**SOURCE INFORMATION:**
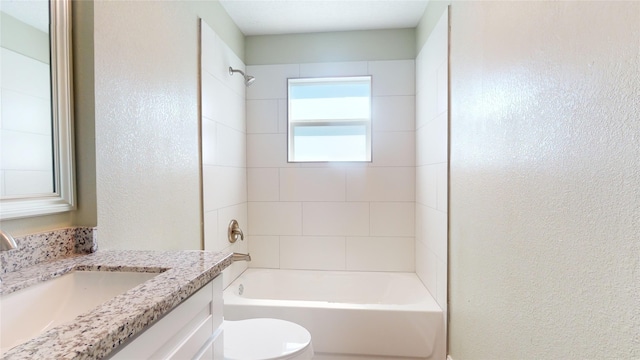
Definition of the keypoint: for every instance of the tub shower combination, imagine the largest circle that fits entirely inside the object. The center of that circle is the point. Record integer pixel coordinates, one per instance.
(347, 313)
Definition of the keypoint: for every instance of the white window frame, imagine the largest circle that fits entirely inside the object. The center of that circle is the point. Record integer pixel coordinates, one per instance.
(298, 123)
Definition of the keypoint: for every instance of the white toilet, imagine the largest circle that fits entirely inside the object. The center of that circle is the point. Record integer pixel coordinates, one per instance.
(266, 339)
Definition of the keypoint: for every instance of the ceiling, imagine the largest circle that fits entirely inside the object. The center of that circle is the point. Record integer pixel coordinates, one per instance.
(268, 17)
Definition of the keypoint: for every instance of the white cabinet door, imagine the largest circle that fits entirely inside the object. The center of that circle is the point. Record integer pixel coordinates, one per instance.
(187, 332)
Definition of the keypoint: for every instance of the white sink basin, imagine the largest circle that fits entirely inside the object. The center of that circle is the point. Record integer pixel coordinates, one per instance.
(27, 313)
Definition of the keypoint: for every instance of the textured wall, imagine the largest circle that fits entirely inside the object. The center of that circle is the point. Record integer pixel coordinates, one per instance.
(545, 180)
(390, 44)
(432, 126)
(147, 163)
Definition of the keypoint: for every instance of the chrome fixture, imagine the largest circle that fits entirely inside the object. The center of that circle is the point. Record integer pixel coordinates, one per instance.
(234, 231)
(7, 242)
(248, 79)
(241, 257)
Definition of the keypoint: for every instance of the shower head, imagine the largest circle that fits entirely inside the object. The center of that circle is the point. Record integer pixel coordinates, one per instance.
(248, 79)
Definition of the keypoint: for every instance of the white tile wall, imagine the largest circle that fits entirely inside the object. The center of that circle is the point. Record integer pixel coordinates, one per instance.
(381, 254)
(381, 184)
(335, 218)
(312, 184)
(431, 163)
(355, 216)
(275, 218)
(224, 160)
(392, 219)
(265, 252)
(312, 252)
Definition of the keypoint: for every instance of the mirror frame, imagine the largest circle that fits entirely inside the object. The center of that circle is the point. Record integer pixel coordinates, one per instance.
(64, 197)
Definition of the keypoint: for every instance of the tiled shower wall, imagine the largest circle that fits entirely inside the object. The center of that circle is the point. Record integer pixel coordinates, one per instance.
(339, 216)
(223, 147)
(431, 162)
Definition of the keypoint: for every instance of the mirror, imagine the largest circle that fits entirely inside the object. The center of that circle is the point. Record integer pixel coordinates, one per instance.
(36, 120)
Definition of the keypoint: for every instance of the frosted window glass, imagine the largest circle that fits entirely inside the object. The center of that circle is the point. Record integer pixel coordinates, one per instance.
(329, 119)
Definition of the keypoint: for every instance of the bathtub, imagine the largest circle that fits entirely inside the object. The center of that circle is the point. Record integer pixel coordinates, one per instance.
(380, 314)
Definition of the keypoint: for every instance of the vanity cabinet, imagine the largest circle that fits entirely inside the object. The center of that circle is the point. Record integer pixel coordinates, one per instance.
(192, 330)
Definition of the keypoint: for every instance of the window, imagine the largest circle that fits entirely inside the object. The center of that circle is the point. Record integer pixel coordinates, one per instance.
(329, 119)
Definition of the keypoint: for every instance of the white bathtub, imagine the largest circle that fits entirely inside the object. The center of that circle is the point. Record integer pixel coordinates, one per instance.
(349, 313)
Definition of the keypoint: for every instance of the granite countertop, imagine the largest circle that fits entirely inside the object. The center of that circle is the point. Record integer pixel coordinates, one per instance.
(97, 333)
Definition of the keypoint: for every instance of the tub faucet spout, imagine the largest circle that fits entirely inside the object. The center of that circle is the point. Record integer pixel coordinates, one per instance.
(241, 257)
(7, 242)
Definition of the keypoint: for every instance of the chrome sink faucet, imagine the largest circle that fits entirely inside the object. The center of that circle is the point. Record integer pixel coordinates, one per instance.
(7, 242)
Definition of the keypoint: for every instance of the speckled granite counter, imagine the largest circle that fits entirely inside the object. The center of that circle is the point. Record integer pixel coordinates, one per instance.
(97, 333)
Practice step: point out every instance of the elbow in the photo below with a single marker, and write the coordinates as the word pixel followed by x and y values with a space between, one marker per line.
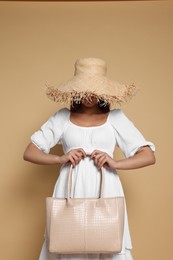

**EXERCISE BRIEF:** Output the entries above verbatim. Omit the images.

**TASK OUTPUT:**
Definition of the keypoint: for every instance of the tub shower combination, imagine the largest circle that fits entirely inside the object. The center of that circle is the point. Record integer pixel coordinates, one per instance.
(347, 313)
Definition of the keypoint: for every instance of the white window frame, imagine the largest circle that fits entirely inside the object. The center of that circle is the point. Record integer pixel coordinates, one per instance.
(298, 123)
Definition of the keypoint: for every instance of the white toilet, imagine the largest circle that fits entirely inside the object. The center of that circle is the point. Record integer pixel coordinates, one per instance.
(266, 339)
Definition of the keypoint: for every instance of the ceiling, imagine the largest circle that fits entirely inside the object. The center of that circle is the point. Record integer pixel coordinates, one per instance.
(268, 17)
Definition of the keypoint: for every instance of the white cabinet door, imagine the largest circle that fits entirely inside the object. The center of that circle is the point. Record integer pixel coordinates, one per instance.
(187, 332)
Definition of the keypoint: for every instance of the white sink basin, imagine the largest circle that fits entirely inside the object. The center of that circle is the point. Record integer pixel coordinates, one per instance.
(27, 313)
Definition of the keypoint: for every instance of the textured wall, imagine the largest circle that fits entirely inside the object. The center of that circle is the point. Record integer pixel coordinates, one per instance.
(545, 180)
(390, 44)
(432, 126)
(147, 163)
Definition of the keypoint: for every instance of the chrome fixture, imagine the largest circle that fits entirely inside the object. The center of that circle is the point. Record integer pixel coordinates, one per instance.
(234, 231)
(7, 242)
(248, 79)
(241, 257)
Definition of the keypoint: for every instance of the shower head, imagine the largest circle that fits entirely inside the object. The center of that circle is the point. Record integer pixel coordinates, one per instance.
(248, 79)
Definition of the keypoint: for every instance of the white tile wall, imagine the largest circle that fits entirely inside the object. The center of that circle is the point. Record integer pixel coordinates, one per instance.
(381, 254)
(381, 184)
(335, 218)
(312, 184)
(431, 163)
(355, 216)
(275, 218)
(224, 160)
(392, 219)
(265, 252)
(312, 252)
Definition of the keypoint: for every instance of the mirror frame, imagine the largest circle that fits entirely inside the object. The center of that circle is the point. Record integer pixel coordinates, one per instance.
(64, 197)
Definition of the keypoint: for every instance of the tiled shower wall, imagine the largest circle that fits entirely inside the object. The center of that circle is the point. Record integer pixel coordinates, one per instance.
(339, 216)
(223, 147)
(431, 162)
Definition of the keypoint: for every instance of the mirror, imagine the largest circle that fits entirely inside the object. The center of that circle is the point. Record integer pixel coordinates, one per instance.
(36, 120)
Definition of the keypoint: for every instance of the frosted window glass, imagine the largest circle that fits entirely inside the object. The center of that circle is the point. Record integer pixel coordinates, one per instance.
(329, 119)
Definition of the keypoint: for every instance of the bathtub, imagine the largest circle that fits entirely inside the object. The center of that circle is the point. Record integer pixel coordinates, one per instance.
(380, 314)
Definition of the keypoint: for every instance of the vanity cabinet, imagine the largest circle that fits entirely inside the object. The center of that circle is the point. Record integer pixel coordinates, one per instance.
(192, 330)
Definition of the keypoint: for every instance of the window, imagine the largest circle that fits entirely inside the object. The center of that circle is the point. Record integer pixel coordinates, one per instance.
(329, 119)
Definition of the keypoint: for every instance of the white bathtub, imagine the largest circle that fits entirely inside the object. The center of that circle is the point. Record integer pixel coordinates, one per instance.
(349, 313)
Definition of the keypoint: for every instance of the granite countertop, imagine the largest circle that fits entirely inside the object. The center of that circle is the point. Record integer pixel coordinates, one per instance.
(97, 333)
Definition of the keypoint: for every instance of the tub faucet spout, imagine the largest circle that fits entirely inside the object. The center of that circle is the point. Record integer pixel coordinates, one per instance.
(241, 257)
(7, 242)
Definition of the keypoint: for every instance of the chrome sink faucet, imagine the largest circle that fits entirely inside the object. The center of that circle is the point. Record integer pixel coordinates, one per instance.
(7, 242)
Definition of the keypoint: for every instance of the speckled granite counter, imagine the largest circle that fits entirely inside the object. The center of that circle is the point. Record integer pixel coordinates, one per instance.
(97, 333)
Practice step: point out every instance of the elbow in the photo below with a single marker, and write the coordinates as the word pixel followed by x and y values with a space between, one marker per line.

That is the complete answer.